== Selected passage ==

Across this end of the Blackrock Road is a private home developed around a Georgian villa on 1.2 sloping acres, previously called Rosenheim, which sold in a 2006 auction for €2.7m, with a similar sum then spent on its extension and upgrades.
Tellingly, little description is given of the pair of period semi-ds at 1 and 2 Ashton Place, which date to the 1840s and have lain idle for years. They are three-bay and three-storeys, each with substantial side annexes the size of many good family homes. Each of the main duo is likely to be 4,000-5,000 sq ft in size and needing full restoration.
Similarly, no indication is given in the sales outline of what sort of new homes, quantity or density may be built on the square and level plot between this duo on the main Blackrock Road and the diminutive Ashton Cottage. Ashton Park cul de sac is home to a small number of private homes as well as two three-storey blocks of 1960s-built apartments.
Nos 1 and 2 Ashton Place are understood to have been owned by Cork builder Barry Burke, who developed a number of estates in the Blackrock area, such as Richmond, around the 1960s and 1970s. The properties/land are being sold on behalf of family members.
The Burke family also owned 5 acres on the Boreenmanna Road, sold to O’Flynn Construction in the mid-2000s for a reported €16m, which is home to the Belfield Abbey development.

The auctioneers say the properties are in “Cork’s most desirable residential suburb, enjoying significant levels of demand”.

===
== Data records ==

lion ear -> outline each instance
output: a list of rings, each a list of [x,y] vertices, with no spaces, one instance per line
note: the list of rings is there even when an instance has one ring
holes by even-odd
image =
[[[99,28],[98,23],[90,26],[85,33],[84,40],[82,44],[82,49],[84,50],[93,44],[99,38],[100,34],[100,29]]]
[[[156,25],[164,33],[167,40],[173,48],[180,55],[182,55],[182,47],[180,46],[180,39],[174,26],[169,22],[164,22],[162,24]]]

===

Task brief -
Continue the passage about the Ashton Place properties in Blackrock, Cork, starting after its last sentence.

Answer below -
The site is close to the Cleve Hill address, where detached new builds in the Botanika development sold at prices up to €850,000, and individual Blackrock Road house sites — if and when they come to market — can fetch up to €500,000 each.
Coincidentally, BIG will get another chance to sample demand for Blackrock Road properties later this spring.

Residential agent Mark Gosling is setting up to sell two one-off homes to be built on the 0.4-acre grounds of a 1980s bungalow called Modeligo, near Menloe Gardens, and a private home built in the mid-2000s at a then-reported cost of over €4m.
These two homes, designed by architects Coughlan De Keyser and which will replace the 3,000 sq ft Modeligo (bought for €1.13m by an unidentified individual), will be over 4,000 sq ft each, over three floors, with the larger priced at c €1.7m.
What gets built at Ashton Place, and at what price levels, will be a story unfolding beyond 2021.